(Goal): Copy every one of the entries below word for word, leaving nothing out and changing nothing.

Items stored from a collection
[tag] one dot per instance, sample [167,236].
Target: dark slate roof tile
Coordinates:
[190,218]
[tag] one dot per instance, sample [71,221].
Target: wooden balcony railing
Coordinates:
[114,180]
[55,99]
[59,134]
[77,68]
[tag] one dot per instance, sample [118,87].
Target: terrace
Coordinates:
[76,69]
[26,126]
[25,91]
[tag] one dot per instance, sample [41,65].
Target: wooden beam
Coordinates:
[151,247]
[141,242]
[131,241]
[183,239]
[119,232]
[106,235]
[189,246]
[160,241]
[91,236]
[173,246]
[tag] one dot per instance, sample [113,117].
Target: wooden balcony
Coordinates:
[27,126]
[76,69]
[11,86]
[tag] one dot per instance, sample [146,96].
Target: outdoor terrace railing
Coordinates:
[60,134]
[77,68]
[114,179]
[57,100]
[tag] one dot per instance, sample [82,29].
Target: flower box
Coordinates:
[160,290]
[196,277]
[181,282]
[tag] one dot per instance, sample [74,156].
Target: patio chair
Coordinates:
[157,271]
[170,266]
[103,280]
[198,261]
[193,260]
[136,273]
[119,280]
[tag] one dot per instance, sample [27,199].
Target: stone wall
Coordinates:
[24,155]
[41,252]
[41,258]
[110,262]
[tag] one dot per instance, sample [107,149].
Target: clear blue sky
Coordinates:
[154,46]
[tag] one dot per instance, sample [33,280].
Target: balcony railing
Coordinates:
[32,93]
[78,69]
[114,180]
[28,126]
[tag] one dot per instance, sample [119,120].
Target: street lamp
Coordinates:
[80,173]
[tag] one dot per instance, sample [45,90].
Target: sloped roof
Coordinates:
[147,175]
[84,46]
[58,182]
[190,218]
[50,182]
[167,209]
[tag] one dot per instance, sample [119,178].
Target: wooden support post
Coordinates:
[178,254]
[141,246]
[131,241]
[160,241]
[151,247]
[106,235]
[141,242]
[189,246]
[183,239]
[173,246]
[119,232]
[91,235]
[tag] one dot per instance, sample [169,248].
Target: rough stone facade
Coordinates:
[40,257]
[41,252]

(Full response):
[tag] one dot per instance, sample [167,236].
Target: dark slate roof tile
Coordinates:
[190,218]
[tag] one dot per instance, sample [71,221].
Target: wooden balcony railing
Coordinates:
[114,180]
[55,99]
[59,134]
[77,68]
[tag] one dot per instance, sample [118,87].
Target: terrace
Coordinates:
[76,69]
[26,126]
[25,91]
[tag] one dot per instance, sample [41,65].
Target: wooden beam
Coordinates:
[151,247]
[141,242]
[131,241]
[183,239]
[119,232]
[106,235]
[189,246]
[160,241]
[91,236]
[173,246]
[tag] one dot per instance, sample [113,117].
Target: wooden balcony
Coordinates:
[27,126]
[76,69]
[11,86]
[tag] one dot per instance, sample [146,96].
Target: outdoor terrace railing
Coordinates:
[60,134]
[77,68]
[114,179]
[57,100]
[tag] one dot per instance, sample [82,29].
Target: flower box
Coordinates:
[160,290]
[196,277]
[181,282]
[tag] one dot per instance, sample [74,156].
Target: patio chair
Coordinates:
[157,271]
[170,266]
[103,280]
[198,261]
[193,260]
[136,273]
[119,280]
[tag] one dot per instance, sample [27,199].
Target: stone wall
Coordinates:
[24,155]
[41,252]
[41,258]
[110,262]
[tag] one dot per instance, sample [107,149].
Target: clear blue sky
Coordinates:
[154,46]
[tag] one dot per instance, sample [33,280].
Target: balcony railing
Coordinates:
[32,93]
[78,69]
[114,180]
[28,126]
[tag] one dot per instance, sample [119,120].
Target: street lamp
Coordinates:
[80,173]
[tag] one dot per instance, sample [45,90].
Target: sloped roof
Coordinates:
[147,175]
[84,46]
[58,182]
[190,218]
[50,182]
[167,209]
[tag] one dot per instance, sample [119,178].
Target: wooden support post
Coordinates:
[178,254]
[141,246]
[131,241]
[160,241]
[151,247]
[106,235]
[141,242]
[189,246]
[183,239]
[173,246]
[119,232]
[91,235]
[tag] one dot per instance, sample [169,248].
Target: rough stone facade
Coordinates:
[40,257]
[41,252]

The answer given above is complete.